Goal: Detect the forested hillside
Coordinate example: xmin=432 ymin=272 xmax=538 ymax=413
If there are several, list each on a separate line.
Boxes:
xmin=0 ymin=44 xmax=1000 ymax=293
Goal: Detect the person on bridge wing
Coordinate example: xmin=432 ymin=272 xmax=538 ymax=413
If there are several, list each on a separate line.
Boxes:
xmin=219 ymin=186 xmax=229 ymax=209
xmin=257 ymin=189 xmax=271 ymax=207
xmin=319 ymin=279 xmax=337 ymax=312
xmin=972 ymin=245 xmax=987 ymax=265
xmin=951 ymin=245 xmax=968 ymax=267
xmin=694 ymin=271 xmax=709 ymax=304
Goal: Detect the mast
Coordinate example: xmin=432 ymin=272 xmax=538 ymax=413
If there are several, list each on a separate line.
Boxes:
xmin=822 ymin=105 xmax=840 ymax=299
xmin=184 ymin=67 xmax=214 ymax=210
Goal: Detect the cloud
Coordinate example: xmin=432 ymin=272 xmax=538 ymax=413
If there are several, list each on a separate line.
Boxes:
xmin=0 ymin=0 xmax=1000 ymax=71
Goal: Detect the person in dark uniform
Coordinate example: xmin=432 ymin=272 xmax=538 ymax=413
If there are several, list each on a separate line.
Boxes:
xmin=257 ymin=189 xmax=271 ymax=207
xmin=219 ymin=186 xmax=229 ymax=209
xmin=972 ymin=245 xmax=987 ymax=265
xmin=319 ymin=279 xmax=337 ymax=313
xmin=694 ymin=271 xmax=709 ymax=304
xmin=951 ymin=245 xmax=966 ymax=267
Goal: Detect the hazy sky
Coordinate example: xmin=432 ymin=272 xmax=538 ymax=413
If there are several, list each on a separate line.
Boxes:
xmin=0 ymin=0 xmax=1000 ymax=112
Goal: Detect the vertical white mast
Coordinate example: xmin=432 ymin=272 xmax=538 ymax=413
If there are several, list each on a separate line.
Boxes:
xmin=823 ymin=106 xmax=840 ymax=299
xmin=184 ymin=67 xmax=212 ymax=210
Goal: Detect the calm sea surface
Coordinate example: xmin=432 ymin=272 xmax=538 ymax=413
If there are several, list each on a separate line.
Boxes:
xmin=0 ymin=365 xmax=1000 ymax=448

§ **TASK TO COMPLETE**: Arrange the lines of the listing as a numbered list, from the line containing "Goal: Detect the person in dark uniform" through the final line of the listing, both included. Omit any blank lines.

§ **TASK ANSWER**:
1. Goal: Detect the person in dark uniform
2. Coordinate example: xmin=432 ymin=272 xmax=538 ymax=413
3. If there are several, list each on a separate line.
4. Boxes:
5. xmin=257 ymin=189 xmax=271 ymax=207
6. xmin=219 ymin=186 xmax=229 ymax=209
7. xmin=972 ymin=245 xmax=987 ymax=265
8. xmin=319 ymin=279 xmax=337 ymax=313
9. xmin=694 ymin=271 xmax=709 ymax=304
10. xmin=951 ymin=245 xmax=966 ymax=267
11. Goal: Detect the hazy sky
12. Coordinate example: xmin=432 ymin=272 xmax=538 ymax=413
13. If there are several, list each on a separate line.
14. Boxes:
15. xmin=0 ymin=0 xmax=1000 ymax=112
16. Goal: Detect the vertical white mast
17. Coordinate example: xmin=432 ymin=272 xmax=538 ymax=413
18. If there are several, list each on a separate line.
19. Boxes:
20. xmin=823 ymin=106 xmax=840 ymax=299
21. xmin=184 ymin=67 xmax=212 ymax=210
22. Goal: Detect the calm sea surface
23. Coordinate example: xmin=432 ymin=272 xmax=538 ymax=413
24. If there are several, list each on a separate line.
25. Boxes:
26. xmin=0 ymin=365 xmax=1000 ymax=448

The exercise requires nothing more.